(Excerpts from labeled region data)
# # # #
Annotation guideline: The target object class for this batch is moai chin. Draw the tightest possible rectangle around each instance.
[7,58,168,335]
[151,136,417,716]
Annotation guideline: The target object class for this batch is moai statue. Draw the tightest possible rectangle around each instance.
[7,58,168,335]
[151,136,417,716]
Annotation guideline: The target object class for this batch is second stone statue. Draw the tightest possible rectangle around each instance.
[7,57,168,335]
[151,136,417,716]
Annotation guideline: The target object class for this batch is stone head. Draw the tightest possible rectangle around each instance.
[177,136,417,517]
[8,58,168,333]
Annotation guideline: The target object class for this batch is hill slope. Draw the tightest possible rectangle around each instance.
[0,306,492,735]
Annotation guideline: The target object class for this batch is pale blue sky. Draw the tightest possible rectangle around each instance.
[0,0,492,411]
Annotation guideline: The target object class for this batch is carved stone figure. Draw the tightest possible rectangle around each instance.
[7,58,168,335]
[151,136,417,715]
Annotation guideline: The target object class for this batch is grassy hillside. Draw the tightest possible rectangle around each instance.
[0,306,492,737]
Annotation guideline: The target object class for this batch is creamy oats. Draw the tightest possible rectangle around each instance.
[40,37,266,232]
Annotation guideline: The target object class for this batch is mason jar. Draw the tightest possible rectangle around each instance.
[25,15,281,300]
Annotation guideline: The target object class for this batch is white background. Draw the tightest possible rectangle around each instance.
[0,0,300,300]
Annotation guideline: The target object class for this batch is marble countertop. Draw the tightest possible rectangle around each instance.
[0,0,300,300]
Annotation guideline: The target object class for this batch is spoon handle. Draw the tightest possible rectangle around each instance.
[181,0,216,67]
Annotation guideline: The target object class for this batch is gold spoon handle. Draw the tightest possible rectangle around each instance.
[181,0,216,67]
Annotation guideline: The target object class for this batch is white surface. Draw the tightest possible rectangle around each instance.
# # # #
Description of the task
Edit the records above so that every "tightest possible rectangle" becomes "closest-fitting box", and leave all other text unchanged.

Completed exercise
Annotation guideline: The target object class for this batch is moai chin. Draw the closest-fitting box around each instance.
[7,58,168,335]
[151,136,417,716]
Annotation guideline: The target object class for this batch is moai statue. Draw the closest-fitting box around each instance.
[7,58,168,335]
[151,136,417,716]
Annotation guideline: The target object class for this batch is second stone statue. Draw the closest-fitting box around each instance.
[7,57,168,335]
[151,136,417,716]
Annotation guideline: The target object class for this batch is stone head. Draw the closest-fitting box around each instance.
[177,136,417,517]
[8,58,168,333]
Annotation guideline: The target object class for this batch is hill slope. Draw the closest-fitting box around each instance.
[0,306,492,735]
Annotation guideline: The target object class for this batch is pale blue sky. Draw the closest-fitting box around each instance.
[0,0,492,411]
Annotation guideline: The target object class for this batch is carved stone figure. Draw the closest-fitting box around each instance.
[7,58,168,335]
[151,136,417,715]
Annotation guideline: The target object class for this batch is grassy hillside. Draw the closest-fitting box around each instance.
[0,306,492,737]
Annotation guideline: The target object class for this batch is creamy oats. Draw the closest-fitting box around each instance.
[40,37,266,232]
Annotation guideline: The target object class for this batch is mason jar. Draw the closest-fitting box around each instance.
[25,15,281,300]
Annotation guideline: The target object class for this batch is white background. Draw the closest-fitting box around each instance.
[0,0,300,300]
Annotation guideline: The target object class for this batch is marble countertop. Draw the closest-fitting box around each instance.
[0,0,300,300]
Annotation guideline: The target object class for this batch is spoon handle. Draw the closest-fitting box around each instance.
[181,0,216,67]
Annotation guideline: The target object class for this batch is gold spoon handle. Draw the closest-fitting box around each instance.
[181,0,216,67]
Annotation guideline: The target object class for this batch is white surface. Draw the closest-fitting box around each instance.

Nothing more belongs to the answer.